Goal:
Quote the data below in full, minus the images.

Entries from a point annotation set:

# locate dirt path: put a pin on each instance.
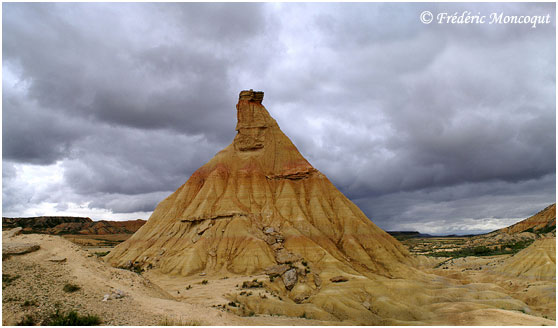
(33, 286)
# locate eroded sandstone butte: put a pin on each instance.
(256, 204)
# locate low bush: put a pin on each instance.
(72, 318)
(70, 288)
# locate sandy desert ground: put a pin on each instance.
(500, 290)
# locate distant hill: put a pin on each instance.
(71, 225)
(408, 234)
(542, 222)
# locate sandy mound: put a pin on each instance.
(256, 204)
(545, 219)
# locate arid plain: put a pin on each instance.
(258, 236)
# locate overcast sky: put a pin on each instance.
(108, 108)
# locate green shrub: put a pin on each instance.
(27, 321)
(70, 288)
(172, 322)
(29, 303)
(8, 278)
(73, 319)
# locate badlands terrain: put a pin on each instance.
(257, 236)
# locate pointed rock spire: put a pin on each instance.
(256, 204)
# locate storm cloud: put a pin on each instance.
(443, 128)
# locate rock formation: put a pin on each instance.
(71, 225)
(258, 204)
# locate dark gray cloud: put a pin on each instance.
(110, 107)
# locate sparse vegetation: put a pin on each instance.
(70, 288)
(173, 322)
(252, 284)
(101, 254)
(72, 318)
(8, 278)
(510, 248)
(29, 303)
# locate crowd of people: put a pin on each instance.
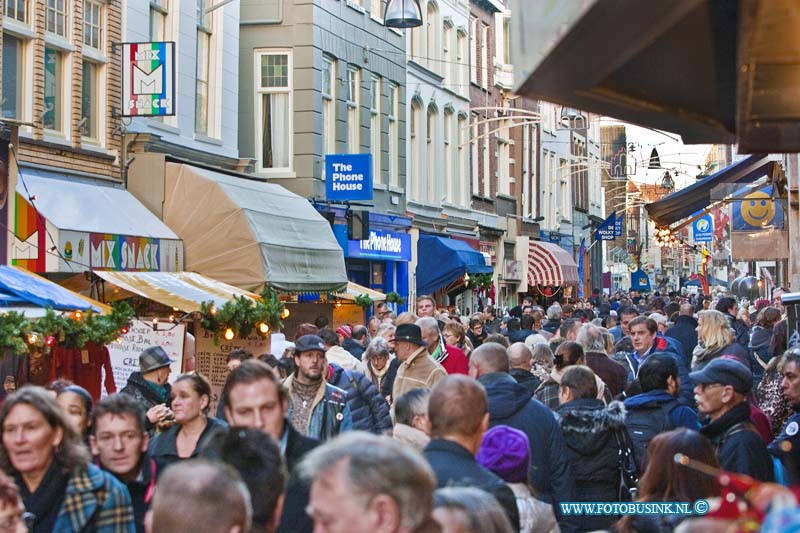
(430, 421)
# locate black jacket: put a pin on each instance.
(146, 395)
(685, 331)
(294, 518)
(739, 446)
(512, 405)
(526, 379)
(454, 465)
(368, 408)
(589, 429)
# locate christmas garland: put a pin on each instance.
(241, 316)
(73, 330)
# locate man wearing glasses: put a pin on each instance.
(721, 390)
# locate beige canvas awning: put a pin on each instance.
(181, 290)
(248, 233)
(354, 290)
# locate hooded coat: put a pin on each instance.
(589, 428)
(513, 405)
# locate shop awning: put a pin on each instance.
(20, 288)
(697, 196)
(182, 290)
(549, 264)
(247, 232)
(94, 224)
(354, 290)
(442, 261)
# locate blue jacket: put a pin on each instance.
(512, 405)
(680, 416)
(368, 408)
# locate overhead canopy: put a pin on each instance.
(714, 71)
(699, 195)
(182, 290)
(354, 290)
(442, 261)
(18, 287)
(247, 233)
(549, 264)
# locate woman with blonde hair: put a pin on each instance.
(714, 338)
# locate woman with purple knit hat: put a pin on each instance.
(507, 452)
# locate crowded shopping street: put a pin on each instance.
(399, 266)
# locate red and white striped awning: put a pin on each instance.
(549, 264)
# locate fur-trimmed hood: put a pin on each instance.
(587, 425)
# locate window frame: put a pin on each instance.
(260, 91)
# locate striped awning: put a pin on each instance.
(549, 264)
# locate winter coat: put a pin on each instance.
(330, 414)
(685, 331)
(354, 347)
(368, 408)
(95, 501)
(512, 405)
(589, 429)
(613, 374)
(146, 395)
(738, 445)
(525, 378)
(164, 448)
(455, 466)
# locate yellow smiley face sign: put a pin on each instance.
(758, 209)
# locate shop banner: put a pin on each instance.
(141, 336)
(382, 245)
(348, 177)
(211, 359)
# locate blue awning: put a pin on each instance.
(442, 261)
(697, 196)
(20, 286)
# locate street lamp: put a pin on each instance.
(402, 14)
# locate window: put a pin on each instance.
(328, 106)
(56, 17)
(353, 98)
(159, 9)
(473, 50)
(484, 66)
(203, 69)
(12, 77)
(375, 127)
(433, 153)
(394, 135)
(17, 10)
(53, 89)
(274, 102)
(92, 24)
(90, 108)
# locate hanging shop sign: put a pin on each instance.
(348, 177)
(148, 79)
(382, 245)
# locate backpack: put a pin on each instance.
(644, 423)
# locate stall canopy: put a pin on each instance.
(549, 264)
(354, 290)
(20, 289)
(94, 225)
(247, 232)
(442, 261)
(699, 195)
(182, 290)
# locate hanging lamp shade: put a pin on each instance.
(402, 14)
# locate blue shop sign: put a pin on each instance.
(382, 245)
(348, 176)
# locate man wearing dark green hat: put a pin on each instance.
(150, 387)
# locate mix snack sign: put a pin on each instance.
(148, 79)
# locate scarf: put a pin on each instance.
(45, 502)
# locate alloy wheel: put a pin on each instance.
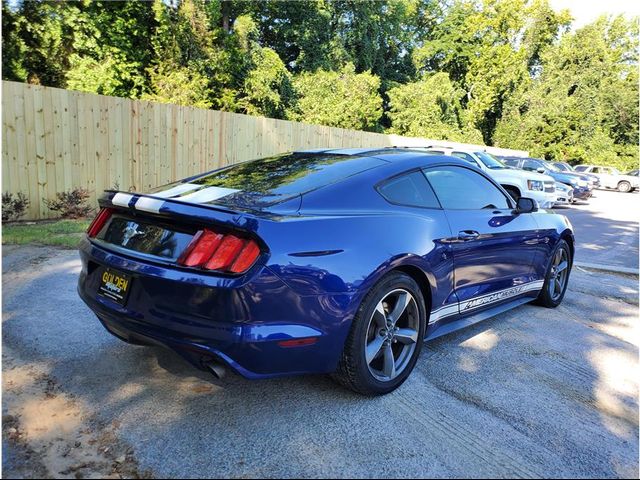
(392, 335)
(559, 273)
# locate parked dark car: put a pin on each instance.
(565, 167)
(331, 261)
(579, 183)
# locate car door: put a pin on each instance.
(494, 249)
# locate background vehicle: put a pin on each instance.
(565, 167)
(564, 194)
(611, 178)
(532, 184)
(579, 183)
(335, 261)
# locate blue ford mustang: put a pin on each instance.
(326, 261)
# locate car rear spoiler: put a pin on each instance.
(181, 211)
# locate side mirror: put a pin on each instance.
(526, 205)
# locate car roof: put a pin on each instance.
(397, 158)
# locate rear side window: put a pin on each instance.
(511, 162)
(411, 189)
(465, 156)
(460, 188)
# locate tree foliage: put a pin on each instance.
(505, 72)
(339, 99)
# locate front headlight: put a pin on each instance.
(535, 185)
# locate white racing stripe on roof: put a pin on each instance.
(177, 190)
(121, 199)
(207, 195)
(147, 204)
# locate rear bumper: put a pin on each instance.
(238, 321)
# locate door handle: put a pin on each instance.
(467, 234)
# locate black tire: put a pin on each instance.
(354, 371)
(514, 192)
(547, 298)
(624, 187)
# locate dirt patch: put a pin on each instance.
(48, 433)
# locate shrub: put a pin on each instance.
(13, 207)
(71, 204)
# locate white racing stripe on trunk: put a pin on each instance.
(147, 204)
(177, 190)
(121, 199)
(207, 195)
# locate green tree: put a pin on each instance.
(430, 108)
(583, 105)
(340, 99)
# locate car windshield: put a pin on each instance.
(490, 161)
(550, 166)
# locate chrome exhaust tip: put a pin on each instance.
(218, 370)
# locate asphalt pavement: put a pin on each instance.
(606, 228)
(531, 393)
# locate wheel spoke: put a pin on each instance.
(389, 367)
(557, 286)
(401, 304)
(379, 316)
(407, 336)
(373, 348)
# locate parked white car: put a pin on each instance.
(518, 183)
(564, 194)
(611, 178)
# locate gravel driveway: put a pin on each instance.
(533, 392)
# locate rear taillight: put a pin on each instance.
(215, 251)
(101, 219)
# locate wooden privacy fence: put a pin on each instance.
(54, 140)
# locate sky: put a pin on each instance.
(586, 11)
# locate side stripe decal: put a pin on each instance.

Solution to this problem:
# locate dirt path: put a pin on each instance.
(33, 286)
# locate eroded sandstone butte: put a pin on each instance.
(256, 204)
# locate low bush: put a pin on each instance.
(72, 318)
(70, 288)
# locate sandy desert ground: put a pin on each instance.
(500, 290)
# locate distant hill: put a pin on each instance.
(71, 225)
(408, 234)
(542, 222)
# locate sandy mound: put a pin on each instance.
(256, 204)
(545, 219)
# locate arid plain: put a pin on each instance.
(258, 236)
# locate overcast sky: put a pin on each instance.
(108, 108)
# locate green shrub: put a pin on each instance.
(27, 321)
(70, 288)
(172, 322)
(29, 303)
(8, 278)
(73, 319)
# locate badlands terrain: put a pin on each instance.
(257, 236)
# locate pointed rock spire: put a pin on each instance.
(256, 204)
# locate storm cloud: put a pin on each instance.
(443, 128)
# locate rock formation: put a pin on each instance.
(71, 225)
(258, 204)
# locate dark gray cloud: put a pin on each instance.
(110, 107)
# locate sparse vegetation: put a pin on each instance.
(70, 288)
(173, 322)
(252, 284)
(101, 254)
(72, 318)
(8, 278)
(510, 248)
(29, 303)
# locate crowd of people: put a pin on each instance.
(430, 421)
# locate black jacket: put a pin on each instance.
(146, 395)
(685, 331)
(294, 518)
(739, 446)
(512, 405)
(526, 379)
(454, 465)
(368, 408)
(589, 429)
# locate christmas garland: put a pin on each instance.
(241, 316)
(73, 330)
# locate man wearing glasses: put a pin on each instance.
(721, 390)
# locate beige canvas awning: put a pin on each instance.
(181, 290)
(248, 233)
(354, 290)
# locate hooded coat: put a pin on each instance.
(589, 428)
(513, 405)
# locate shop awning: put a pin on each instance.
(20, 288)
(697, 196)
(182, 290)
(549, 264)
(247, 232)
(94, 224)
(354, 290)
(442, 261)
# locate blue jacket: put a pin on each instance.
(512, 405)
(680, 416)
(368, 408)
# locate overhead canopy: put a pin on each instance.
(714, 71)
(699, 195)
(182, 290)
(354, 290)
(442, 261)
(18, 287)
(247, 233)
(549, 264)
# locate woman with blonde hair: put a pin on each instance.
(714, 338)
# locate woman with purple knit hat: put a pin on each instance.
(507, 452)
# locate crowded shopping street: put a pin on each instance.
(399, 266)
# locate red and white striped awning: put a pin on each instance.
(549, 264)
# locate fur-trimmed hood: put a pin on each instance.
(587, 425)
# locate window frame: put a pin on each instance.
(260, 91)
# locate striped awning: put a pin on each instance.
(549, 264)
# locate winter coat: put a pin on each instance.
(330, 414)
(685, 331)
(354, 347)
(368, 408)
(95, 501)
(512, 405)
(589, 429)
(613, 374)
(146, 395)
(738, 445)
(525, 378)
(164, 448)
(455, 466)
# locate yellow smiley face sign: put a pin on each instance.
(758, 209)
# locate shop banner: put a pin on each instance.
(141, 336)
(382, 245)
(348, 177)
(211, 359)
# locate blue awning: put a pin on each instance.
(442, 261)
(697, 196)
(20, 286)
# locate street lamp: put a pin on each instance.
(402, 14)
# locate window: put a pin on each instance.
(328, 106)
(56, 17)
(353, 98)
(159, 9)
(473, 50)
(484, 66)
(203, 69)
(12, 77)
(375, 127)
(433, 153)
(394, 135)
(17, 10)
(53, 89)
(274, 102)
(92, 24)
(90, 108)
# locate hanging shop sign: put a pin on each instance.
(348, 177)
(148, 79)
(382, 245)
# locate backpack: put a pin on each instance.
(644, 423)
# locate stall canopy: put a pin on each instance.
(549, 264)
(354, 290)
(20, 289)
(94, 225)
(247, 232)
(442, 261)
(699, 195)
(182, 290)
# locate hanging lamp shade: put a pin on each instance.
(402, 14)
# locate blue shop sign: put a pin on each instance.
(382, 245)
(348, 176)
# locate man wearing dark green hat: put a pin on each instance.
(150, 387)
# locate mix snack sign: put a pin on each instance.
(148, 79)
# locate scarf: put a pin on each instance.
(45, 502)
# locate alloy wheel: put a pin on each instance.
(392, 335)
(559, 273)
# locate parked dark car: put a pin on each instance.
(565, 167)
(331, 261)
(579, 183)
# locate car door: put a pin on each instance.
(494, 249)
# locate background vehicle: put a pin on each instance.
(565, 167)
(564, 194)
(611, 178)
(532, 184)
(579, 183)
(335, 261)
# locate blue ford mustang: put a pin on each instance.
(326, 261)
# locate car rear spoiler: put a pin on each instance.
(181, 211)
# locate side mirror: put a pin on each instance.
(526, 205)
# locate car roof: put a pin on each instance.
(397, 158)
# locate rear side window: put a pin on each instance.
(511, 162)
(411, 189)
(465, 156)
(460, 188)
# locate tree foliage: put a pin on each instance.
(505, 72)
(339, 99)
# locate front headlight: put a pin on each instance.
(535, 185)
# locate white racing stripe on roof: put a pin on each instance.
(177, 190)
(121, 199)
(207, 195)
(147, 204)
# locate rear bumper: put a pin on each instance.
(238, 321)
# locate door handle: put a pin on each instance.
(467, 234)
# locate black tire: put a pin on each instance.
(354, 371)
(514, 192)
(547, 298)
(624, 187)
# locate dirt patch: put a pin on each instance.
(48, 433)
# locate shrub: put a pin on each instance.
(13, 207)
(71, 204)
# locate white racing stripe on trunk: put a pin on each instance.
(147, 204)
(177, 190)
(121, 199)
(207, 195)
# locate green tree: put a pin on each instance.
(430, 108)
(583, 105)
(340, 99)
# locate car windshield: put a pin on each instance.
(490, 161)
(550, 166)
# locate chrome exhaust tip: put a pin on each instance.
(218, 370)
# locate asphalt pavement: put a pin on each instance.
(606, 228)
(531, 393)
# locate wheel spoke: put a pin on each instance.
(389, 367)
(557, 286)
(401, 304)
(379, 316)
(407, 336)
(373, 348)
# locate parked white car: put a pin on each instance.
(518, 183)
(564, 194)
(611, 178)
# locate gravel driveway: put a pin on each instance.
(533, 392)
# locate rear taillight: put a pin on each instance.
(215, 251)
(101, 219)
# locate wooden privacy fence: put a pin on each instance.
(54, 140)
# locate sky: put a pin on each instance.
(586, 11)
# locate side stripe decal: put a pin on each instance.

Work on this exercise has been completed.